EXTRACT:

====

Smash your first model

This guide provides a quick introduction to optimizing AI models with pruna.

You’ll learn how to use Pruna’s core functionality to make your models faster, smaller, cheaper, and greener. For installation instructions, see Installation.

Basic Optimization Workflow

pruna follows a simple workflow for optimizing models:

        graph LR
   A[Load Model] --> B[Define SmashConfig]
   B --> C[Smash Model]
   C --> D[Evaluate Model]
   D --> E[Run Inference]
   style A fill:#bbf,stroke:#333,stroke-width:2px
   style B fill:#bbf,stroke:#333,stroke-width:2px
   style C fill:#bbf,stroke:#333,stroke-width:2px
   style D fill:#bbf,stroke:#333,stroke-width:2px
   style E fill:#bbf,stroke:#333,stroke-width:2px

Let’s see what that looks like in code.

from diffusers import DiffusionPipeline

from pruna import SmashConfig, smash
from pruna.data.pruna_datamodule import PrunaDataModule
from pruna.evaluation.evaluation_agent import EvaluationAgent
from pruna.evaluation.task import Task

# Load the model
model = DiffusionPipeline.from_pretrained("segmind/Segmind-Vega")

# Create and configure SmashConfig
smash_config = SmashConfig()
smash_config["quantizer"] = "hqq_diffusers"

# Smash the model
optimized_model = smash(model=model, smash_config=smash_config)

# Evaluate the model
metrics = ["clip_score", "psnr"]
datamodule = PrunaDataModule.from_string("LAION256")
datamodule.limit_datasets(10) # You can limit the number of samples.
task = Task(metrics, datamodule=datamodule)

====

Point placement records
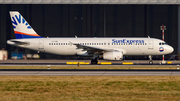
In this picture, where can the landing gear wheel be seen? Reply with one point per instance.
(94, 61)
(150, 62)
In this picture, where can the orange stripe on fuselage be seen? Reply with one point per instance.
(16, 32)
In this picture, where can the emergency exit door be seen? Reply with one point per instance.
(41, 44)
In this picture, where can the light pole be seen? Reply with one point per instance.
(163, 28)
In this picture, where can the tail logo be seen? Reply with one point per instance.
(18, 20)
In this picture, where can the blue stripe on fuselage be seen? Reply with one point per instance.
(21, 36)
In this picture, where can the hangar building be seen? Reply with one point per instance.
(94, 18)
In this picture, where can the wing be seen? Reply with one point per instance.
(91, 49)
(20, 43)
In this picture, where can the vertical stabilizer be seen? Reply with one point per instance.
(21, 27)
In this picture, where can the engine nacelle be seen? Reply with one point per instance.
(116, 55)
(82, 53)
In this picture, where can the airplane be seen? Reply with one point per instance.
(112, 48)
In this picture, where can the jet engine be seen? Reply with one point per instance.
(115, 55)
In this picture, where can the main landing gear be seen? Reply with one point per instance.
(94, 61)
(150, 60)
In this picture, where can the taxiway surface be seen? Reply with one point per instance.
(90, 72)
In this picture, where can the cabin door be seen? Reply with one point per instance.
(150, 44)
(41, 44)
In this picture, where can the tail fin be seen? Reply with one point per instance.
(21, 27)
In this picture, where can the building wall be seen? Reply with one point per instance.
(68, 20)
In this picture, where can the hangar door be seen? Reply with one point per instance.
(41, 44)
(150, 44)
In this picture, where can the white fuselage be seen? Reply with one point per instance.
(64, 46)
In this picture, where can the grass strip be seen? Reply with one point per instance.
(88, 67)
(94, 88)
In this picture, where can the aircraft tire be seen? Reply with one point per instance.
(150, 62)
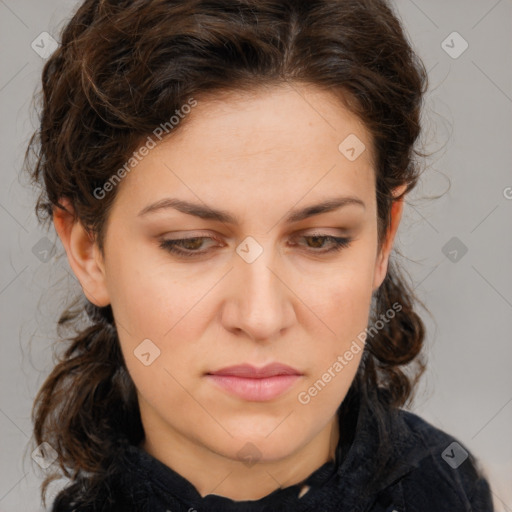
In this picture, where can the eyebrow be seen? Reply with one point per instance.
(209, 213)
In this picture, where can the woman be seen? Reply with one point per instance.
(227, 179)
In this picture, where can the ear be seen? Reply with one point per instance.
(84, 256)
(381, 263)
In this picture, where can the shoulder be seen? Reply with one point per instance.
(442, 468)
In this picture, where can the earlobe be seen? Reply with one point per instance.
(381, 264)
(83, 254)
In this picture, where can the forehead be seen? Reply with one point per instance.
(262, 144)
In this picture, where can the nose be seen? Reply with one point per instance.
(259, 302)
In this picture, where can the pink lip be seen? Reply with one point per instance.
(256, 384)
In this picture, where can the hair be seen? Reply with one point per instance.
(122, 69)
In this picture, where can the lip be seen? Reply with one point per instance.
(255, 384)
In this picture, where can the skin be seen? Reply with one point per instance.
(257, 156)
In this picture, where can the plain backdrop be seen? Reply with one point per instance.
(458, 248)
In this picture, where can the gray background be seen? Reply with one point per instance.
(467, 390)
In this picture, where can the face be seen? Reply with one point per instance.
(267, 283)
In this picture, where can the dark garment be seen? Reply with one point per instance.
(424, 472)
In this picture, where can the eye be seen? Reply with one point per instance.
(189, 247)
(336, 243)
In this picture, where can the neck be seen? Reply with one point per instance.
(212, 473)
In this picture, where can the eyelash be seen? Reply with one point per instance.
(338, 244)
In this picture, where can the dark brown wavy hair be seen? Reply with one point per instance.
(124, 67)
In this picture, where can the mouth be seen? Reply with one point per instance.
(255, 384)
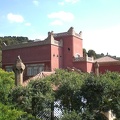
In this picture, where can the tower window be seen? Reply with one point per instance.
(68, 49)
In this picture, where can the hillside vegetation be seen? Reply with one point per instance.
(12, 40)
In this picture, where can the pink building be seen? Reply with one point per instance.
(58, 50)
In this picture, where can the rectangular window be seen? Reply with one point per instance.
(34, 69)
(9, 68)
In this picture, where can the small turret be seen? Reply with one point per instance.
(18, 69)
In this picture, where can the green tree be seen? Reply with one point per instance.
(91, 53)
(6, 84)
(36, 98)
(6, 113)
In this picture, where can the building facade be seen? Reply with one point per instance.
(58, 50)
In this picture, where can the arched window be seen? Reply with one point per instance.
(77, 55)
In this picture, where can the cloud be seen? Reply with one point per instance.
(68, 1)
(28, 24)
(15, 18)
(103, 40)
(36, 2)
(61, 3)
(71, 1)
(56, 22)
(61, 15)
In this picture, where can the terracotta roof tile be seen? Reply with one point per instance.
(106, 59)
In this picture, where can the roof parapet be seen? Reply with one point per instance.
(69, 32)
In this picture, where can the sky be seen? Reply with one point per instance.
(99, 21)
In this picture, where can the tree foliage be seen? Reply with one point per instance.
(81, 96)
(8, 113)
(6, 84)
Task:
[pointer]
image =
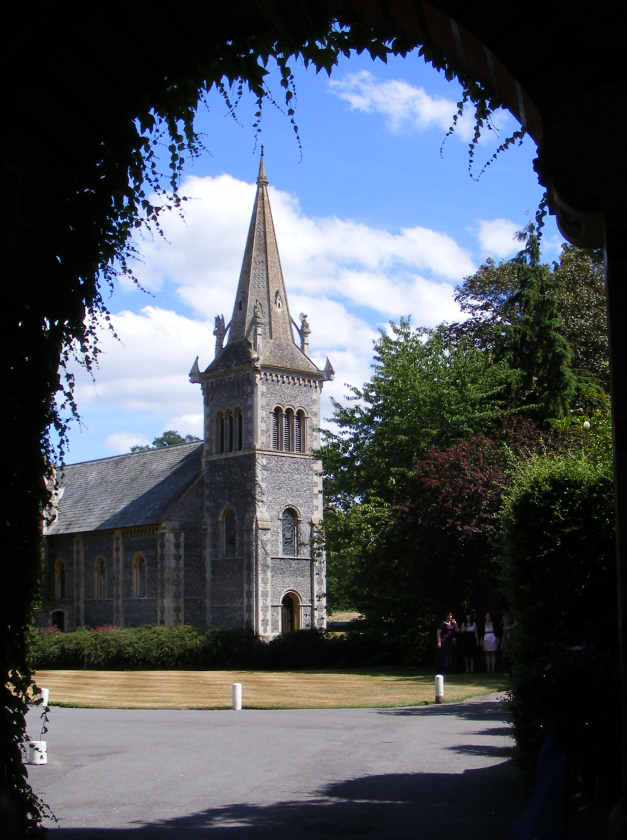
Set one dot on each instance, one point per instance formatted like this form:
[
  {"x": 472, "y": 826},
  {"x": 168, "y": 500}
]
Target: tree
[
  {"x": 492, "y": 299},
  {"x": 169, "y": 438},
  {"x": 536, "y": 345},
  {"x": 426, "y": 391},
  {"x": 440, "y": 547}
]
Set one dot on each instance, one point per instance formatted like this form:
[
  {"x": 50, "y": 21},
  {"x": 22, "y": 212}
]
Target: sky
[{"x": 376, "y": 218}]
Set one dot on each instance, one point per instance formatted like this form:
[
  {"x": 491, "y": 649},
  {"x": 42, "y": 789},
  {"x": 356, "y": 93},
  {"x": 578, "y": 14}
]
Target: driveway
[{"x": 421, "y": 772}]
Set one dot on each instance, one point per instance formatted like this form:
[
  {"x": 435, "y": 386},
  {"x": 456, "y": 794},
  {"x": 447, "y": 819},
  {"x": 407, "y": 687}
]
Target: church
[{"x": 222, "y": 532}]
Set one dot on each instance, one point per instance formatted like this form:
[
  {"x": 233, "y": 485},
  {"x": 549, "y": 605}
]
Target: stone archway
[{"x": 290, "y": 613}]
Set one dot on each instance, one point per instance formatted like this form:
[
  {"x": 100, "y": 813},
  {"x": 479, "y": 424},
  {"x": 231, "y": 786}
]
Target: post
[{"x": 439, "y": 688}]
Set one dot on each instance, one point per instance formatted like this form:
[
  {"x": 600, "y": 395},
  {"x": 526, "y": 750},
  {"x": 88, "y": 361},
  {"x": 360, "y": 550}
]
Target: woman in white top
[{"x": 490, "y": 643}]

====

GIVEN TASK 1: Duplicate the part of the pruna guide that opens with the words containing "# Load the model" and closes with "number of samples.".
GIVEN TASK 2: Filter the listing down to the lines containing the word "hangar", and copy each of those lines.
The pruna guide and the listing are unrelated to each other.

EXERCISE ANSWER 1:
# Load the model
model = DiffusionPipeline.from_pretrained("segmind/Segmind-Vega")

# Create and configure SmashConfig
smash_config = SmashConfig()
smash_config["quantizer"] = "hqq_diffusers"

# Smash the model
optimized_model = smash(model=model, smash_config=smash_config)

# Evaluate the model
metrics = ["clip_score", "psnr"]
datamodule = PrunaDataModule.from_string("LAION256")
datamodule.limit_datasets(10) # You can limit the number of samples.

EXERCISE ANSWER 2:
In this picture, where can the hangar building be seen? Reply with one point per instance.
In this picture, where can the hangar door be seen? Reply with one point per instance.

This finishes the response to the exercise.